▶ [SHORT PROBLEM] Copy the material below line for line, keeping every character unchanged.

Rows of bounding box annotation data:
* Start *
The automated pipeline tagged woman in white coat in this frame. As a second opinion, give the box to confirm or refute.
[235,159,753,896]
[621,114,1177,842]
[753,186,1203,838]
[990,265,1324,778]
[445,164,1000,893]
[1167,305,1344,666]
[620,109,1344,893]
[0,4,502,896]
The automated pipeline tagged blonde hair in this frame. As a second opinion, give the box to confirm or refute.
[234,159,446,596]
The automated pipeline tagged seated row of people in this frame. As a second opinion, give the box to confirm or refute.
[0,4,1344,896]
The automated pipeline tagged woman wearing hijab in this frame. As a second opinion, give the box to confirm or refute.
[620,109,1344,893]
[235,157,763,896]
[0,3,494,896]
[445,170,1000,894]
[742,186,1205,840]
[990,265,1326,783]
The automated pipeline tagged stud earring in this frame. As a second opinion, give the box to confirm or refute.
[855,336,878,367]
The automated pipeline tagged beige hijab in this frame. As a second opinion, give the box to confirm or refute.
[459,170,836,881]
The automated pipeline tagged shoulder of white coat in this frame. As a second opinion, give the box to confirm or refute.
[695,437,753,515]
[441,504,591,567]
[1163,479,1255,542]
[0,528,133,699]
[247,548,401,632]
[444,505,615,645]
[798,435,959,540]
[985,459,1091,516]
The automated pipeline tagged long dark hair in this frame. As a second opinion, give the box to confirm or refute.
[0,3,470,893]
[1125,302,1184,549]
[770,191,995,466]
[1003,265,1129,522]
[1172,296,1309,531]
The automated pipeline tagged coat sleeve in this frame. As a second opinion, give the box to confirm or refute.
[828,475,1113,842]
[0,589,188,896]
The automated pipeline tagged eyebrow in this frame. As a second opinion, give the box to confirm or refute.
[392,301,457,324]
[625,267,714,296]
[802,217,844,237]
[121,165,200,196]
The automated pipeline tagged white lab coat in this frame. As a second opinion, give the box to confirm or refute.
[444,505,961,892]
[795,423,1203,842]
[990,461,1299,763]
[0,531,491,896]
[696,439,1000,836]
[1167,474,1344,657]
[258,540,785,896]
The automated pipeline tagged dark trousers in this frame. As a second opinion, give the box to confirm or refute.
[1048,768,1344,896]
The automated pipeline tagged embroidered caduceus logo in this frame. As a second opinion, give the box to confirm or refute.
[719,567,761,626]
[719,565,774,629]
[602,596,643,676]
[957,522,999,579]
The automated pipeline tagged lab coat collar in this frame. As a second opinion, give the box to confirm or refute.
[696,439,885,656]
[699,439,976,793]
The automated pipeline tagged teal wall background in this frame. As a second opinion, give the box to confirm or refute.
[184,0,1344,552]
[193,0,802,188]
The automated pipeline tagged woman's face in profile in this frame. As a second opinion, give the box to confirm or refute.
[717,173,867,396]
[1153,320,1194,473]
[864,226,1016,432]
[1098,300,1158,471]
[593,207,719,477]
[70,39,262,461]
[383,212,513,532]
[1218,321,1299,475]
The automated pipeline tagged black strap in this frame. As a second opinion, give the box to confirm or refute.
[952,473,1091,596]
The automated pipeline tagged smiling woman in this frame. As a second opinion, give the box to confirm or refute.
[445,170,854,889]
* End *
▶ [WORKED SOLUTION]
The automated pipeline tagged woman in white coat in this frame. As a second opinion, give the box to confirm or refute.
[235,159,753,896]
[621,114,1177,842]
[753,186,1203,838]
[990,265,1324,778]
[445,164,1000,893]
[1167,305,1344,666]
[620,109,1344,893]
[0,4,502,896]
The automated pipeline tagged blonde hair in this frame. As a second opinion, give the box to confirm or refute.
[234,159,446,596]
The automated pipeline tagged seated row of people in this frame. As a second opinion, give the box to confirm or refute.
[0,4,1344,896]
The automated pipeline tagged woman wearing hijab in this frame. As a second opinion, give the box to confirm or refute.
[620,109,1344,893]
[235,157,763,896]
[0,3,494,896]
[445,170,1000,894]
[742,186,1205,840]
[990,265,1326,783]
The automated pipeline tagged stud earring in this frame. As a second opinion, give the box to confirm or refute.
[855,336,878,367]
The automated pipeline tagged beige hijab in this frame. As a second opinion, give the box to confirm or refute.
[459,170,836,881]
The automated pipeline tagged shoulder of white coat in this frame. As a second opinion, give the box to confirm or refute.
[695,437,753,515]
[441,504,591,567]
[1163,479,1255,542]
[0,528,133,699]
[247,548,401,632]
[444,505,615,645]
[798,435,959,540]
[985,459,1091,516]
The automated pipeline tagged long dark hair in this frame. As a second opinion, give the box to confirm or refute.
[0,3,470,893]
[1125,302,1184,549]
[770,191,995,466]
[1003,265,1129,522]
[1172,296,1309,531]
The automated pipeline tagged coat sleeve in this frame. As a second opinion, give the box to confirm or refute.
[828,475,1113,842]
[0,589,188,896]
The automated pipeline tagged eyebrow in this frame. As a second opinion, give the box to confirm or refute.
[392,301,457,324]
[625,267,714,296]
[802,217,844,237]
[121,165,200,196]
The automated pipeline tagged white lab coat in this frame. As a second opinion, give the box to confirm or refute.
[444,505,961,892]
[795,423,1203,842]
[990,461,1299,763]
[0,531,491,896]
[696,439,1000,836]
[1167,474,1344,657]
[258,540,785,896]
The automated pipeline tagged dark trousers in this frame. As a second opinion, give the box to confirm or refute.
[1048,768,1344,896]
The automated pipeline tagged embroidered caduceus logo in this frame. As a second opinion, give the box to confirm or refute.
[719,567,761,626]
[719,565,774,629]
[602,596,643,676]
[957,522,999,579]
The automated pipeline tagged lab coat collar in this frame. As a second opinion, give the box to confirm or refute.
[696,439,885,656]
[699,439,976,793]
The automated pipeline tagged teal wall background in this frame. As a second opinion, give the box to confirm or refute.
[184,0,1344,552]
[193,0,802,188]
The automated pipeline tagged woman's face in profile in this frame. As a second opinion, give the box to confirm or refute.
[717,173,867,396]
[1153,320,1194,473]
[864,226,1016,432]
[1098,300,1158,471]
[593,207,719,477]
[70,39,262,461]
[383,212,513,532]
[1218,321,1299,475]
The automated pipeline tagged black strap in this frame. As a second opinion, give the box to confirm or refute.
[952,473,1091,596]
The automated pipeline tagged smiling woman in this frame. As a second opinion, give the box to confirm or refute.
[445,170,854,889]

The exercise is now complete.